FRAGMENTO SELECCIONADO -
La reforma convierte lo que era un delito, en un derecho de la mujer
Gaceta de los Negocios
Nada hay tan grave hoy en la vida pública española como la reforma legal sobre el aborto que se avecina. Poco importa el derecho comparado, si la mayoría de nuestros vecinos transitan por la vía de la indecencia. Tampoco es lo relevante su probable utilización como tapadera de otros problemas (el laicismo es el opio del pueblo), si lo tapado, la crisis económica, es menos grave que lo que lo intenta ocultar, la matanza legal.
El informe del Comité de Expertos viene trucado por la elección de sus miembros. La miseria moral y jurídica que iban a exhalar estaba cantada. El Gobierno saca de la chistera experta lo que previamente ha introducido en ella. Antes del verano se consumará en el Parlamento, si no hay remedio, el desmán jurídico y moral. Todo ello precedido de la falsedad de la ministra de Igualdad, quien ha faltado a la verdad al afirmar que la nueva normativa no da más facilidades para el aborto, sino que se limita a promover la seguridad jurídica.
Pura falsedad. La reforma convierte lo que era un delito en un derecho de la mujer. No cabe cambio más nefando y radical. El varón no tiene aquí nada que hacer, salvo someterse a la decisión ajena, y respetar la matanza del embrión o asumir la corresponsabilidad de que viva. Y a esto le llaman igualdad.

LISTA DE TAREAS -
**1)** Responda brevemente a partir del artículo sobre la reforma del aborto:
(a) ¿Qué problema se presenta como lo que se intenta tapar?
(b) ¿Qué afirmó la ministra de Igualdad acerca de la nueva normativa?
(c) ¿Qué se consumará en el Parlamento antes del verano, si no hay remedio?
**2)** Prolongue el artículo sobre la reforma del aborto a partir de su última oración.
No hace falta consultar el material.

MATERIAL EXTRAÍDO -
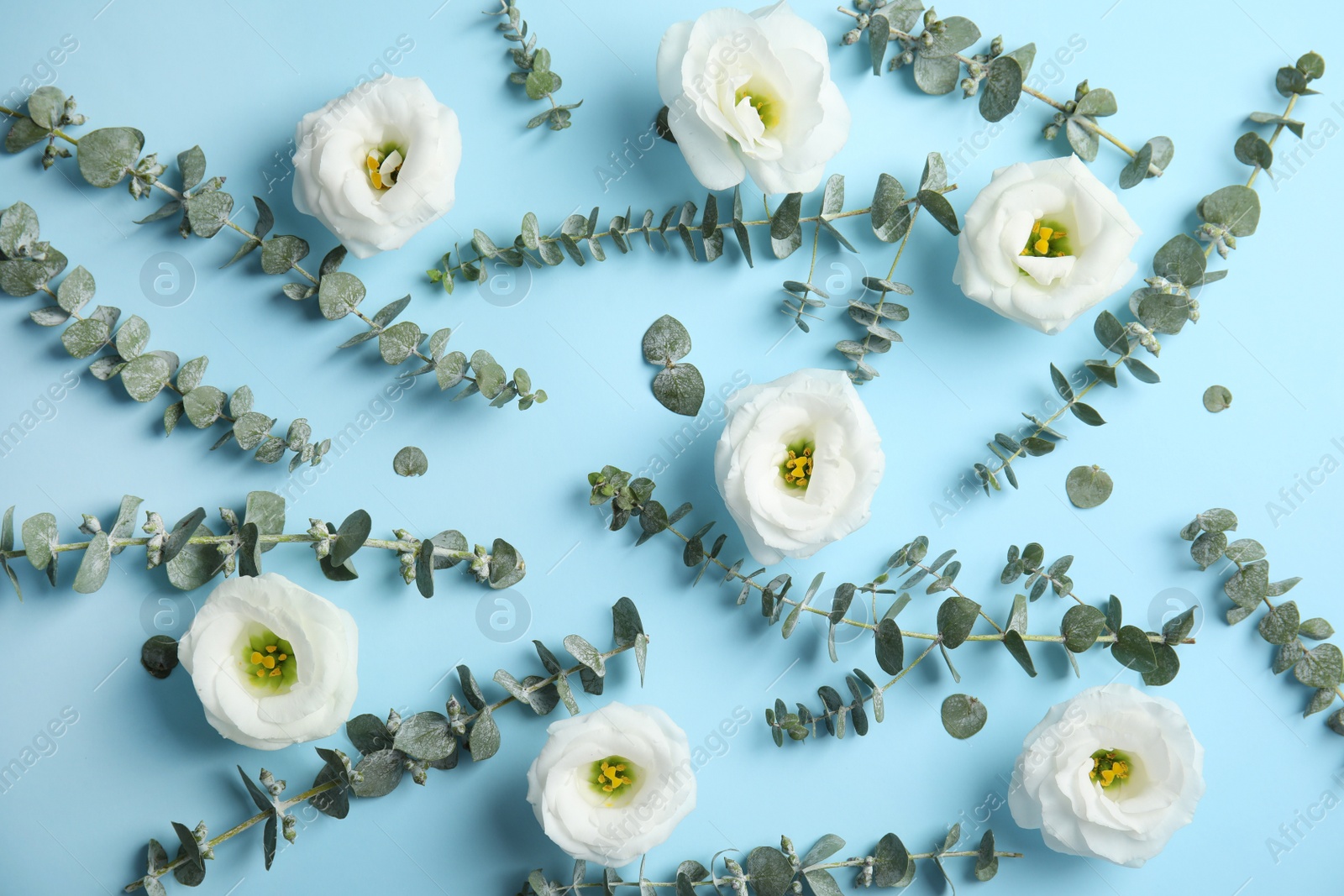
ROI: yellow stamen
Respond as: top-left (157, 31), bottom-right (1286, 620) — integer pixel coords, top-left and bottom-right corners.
top-left (1019, 220), bottom-right (1073, 258)
top-left (601, 759), bottom-right (630, 793)
top-left (1087, 750), bottom-right (1129, 789)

RESPUESTAS -
**1)**
(a) La crisis económica.
(b) Que la nueva normativa no da más facilidades para el aborto, sino que se limita a promover la seguridad jurídica.
(c) El desmán jurídico y moral.

**2)**
El Gobierno, que se cree fabricante de derechos a granel, nos regala uno nuevo: el derecho de la mujer a matar al embrión, dentro de un determinado plazo. Pero el crimen no entiende de plazos y tan criminal es asesinar a un embrión, de pongamos cuatros semanas, que eliminar a uno de treinta. Se pretende ocultar, sin éxito, la verdad. Lo que se califica como derecho consiste en matar al embrión, es decir, a un ser humano no nacido. Todo lo demás es secundario.
Cabe apelar a los daños psíquicos irreparables de la mujer, o a la existencia de la alternativa de darlo en adopción, o la ya citada exclusión del padre en la decisión. Pero todo esto, con ser relevante, es secundario. Añade, eso sí, mal al mal. Como la concesión del derecho a las adolescentes a partir de los 16 años. Sublime asepsia moral: pueden matar al niño que vive en su seno, pero no pueden comprar tabaco o cerveza. Es evidente que para nuestro Gobierno tomar una caña es mucho peor que matar a un niño no nacido. Para que no falte nada, es seguro que se van a poner cortapisas a la objeción de conciencia de los profesionales de la sanidad.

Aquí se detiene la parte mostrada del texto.